TASKS TO PERFORM:
A. Rewrite the passage on climate denial, starting with "Books may be" and going on through "has scientific value.", with "impressively weighty" replaced by "remarkably substantial".
B. Extend the passage on climate denial past its final sentence.

SUPPLIED TEXT:
◇ ◇ ◇ ◇ ◇

An apology not to the people affected by the oil spill … but to BP.

In a peculiar inversion of ethics, Barton called the President’s measures a “shakedown”, finding it a “tragedy in the first proportion” that a corporation should be held accountable for the consequences of its actions.

What does a Congressman’s inverted morality have to do with climate denial?

Quite a bit.

In a similar inversion of normal practice, most climate deniers avoid scrutiny by sidestepping the peer-review process that is fundamental to science, instead posting their material in the internet or writing books.

Books may be impressively weighty, but remember that they are printed because a publisher thinks they can make money, not necessarily because the content has scientific value.

Fiction sells, even if dressed up as science.

During peer review, by contrast, commercial interests are removed from the publication decision because journals are often published by not-for-profit professional organisations. Even if private publishers are involved, they make their profit primarily via university subscriptions, and universities subscribe to journals based on their reputation, rather than based on individual publication decisions.

◇ ◇ ◇ ◇ ◇

DATASET EXCERPT:
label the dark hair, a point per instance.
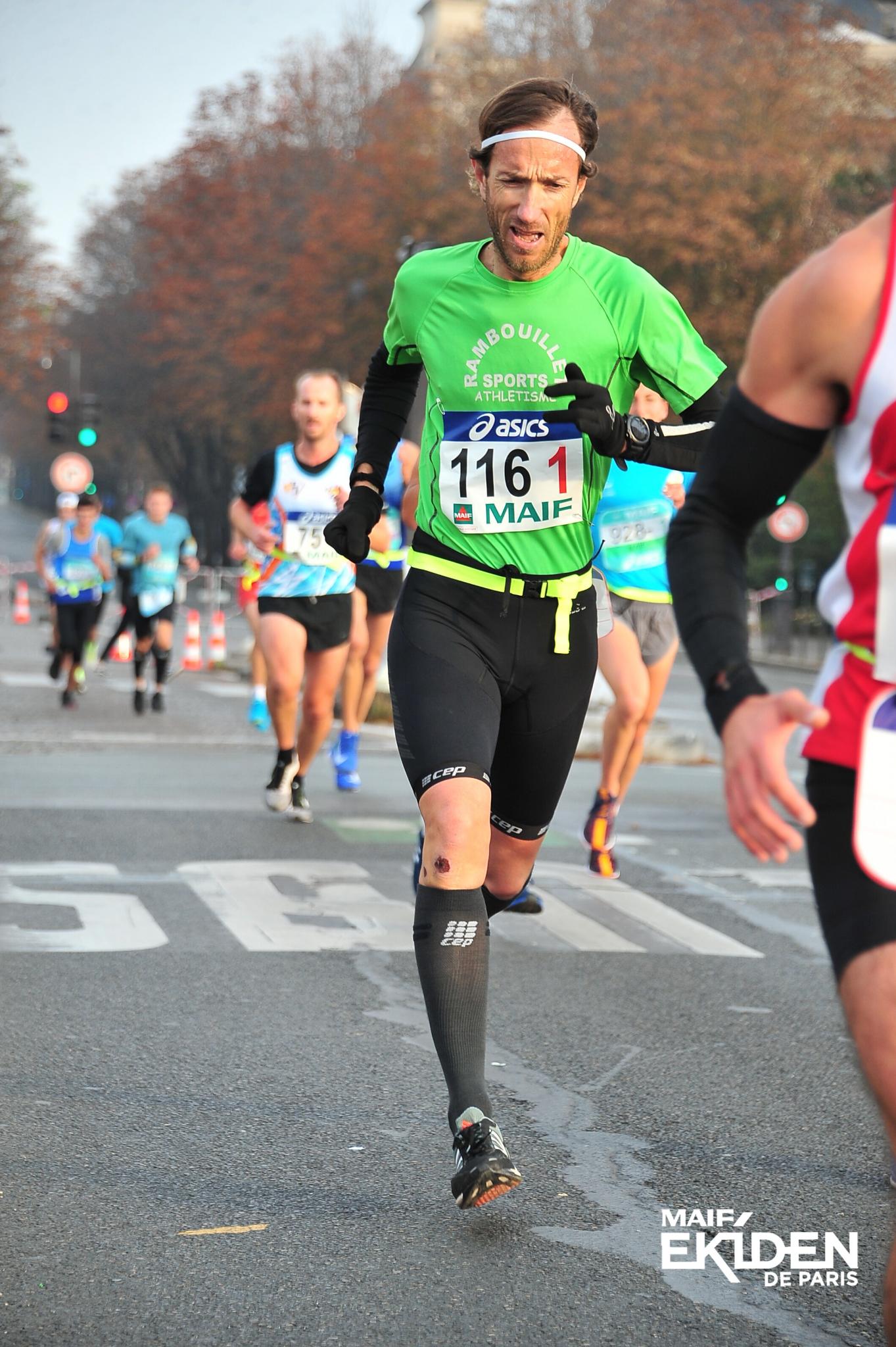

◇ ◇ ◇ ◇ ◇

WRITTEN ANSWERS:
A.
Books may be remarkably substantial, but remember that they are printed because a publisher thinks they can make money, not necessarily because the content has scientific value.

B.
Very occasionally a contrarian paper does appear in a peer-reviewed journal, which segments of the internet and the media immediately hail as evidence against global warming or its human causes, as if a single paper somehow nullifies thousands of previous scientific findings.

What are we to make of that handful of contrarian papers? Do they make a legitimate if dissenting contribution to scientific knowledge?

In some cases, perhaps.

But in many other cases, troubling ethical questions arise from examination of the public record surrounding contrarian papers.

For example, in 2003 the reputable journal Climate Research published a paleoclimatological analysis that concluded, in flat contradiction to virtually all existing research, that the 20th century was probably not the warmest of the last millennium. This paper, partially funded by the American Petroleum Institute, attracted considerable public and political attention because it seemingly offered relief from the need to address climate change.

The paper also engendered some highly unusual fall-out.

First, three editors of Climate Research resigned in protest over its publication, including the incoming editor-in-chief who charged that “…some editors were not as rigorous in the review process as is otherwise common.”

This highly unusual mass resignation was followed by an even more unusual public statement from the publisher that acknowledged flaws in the journal’s editorial process.

Three editorial resignations and a publisher’s acknowledgement of editorial flaws are not standard scientific practice and call for further examination of the authors and the accepting editor.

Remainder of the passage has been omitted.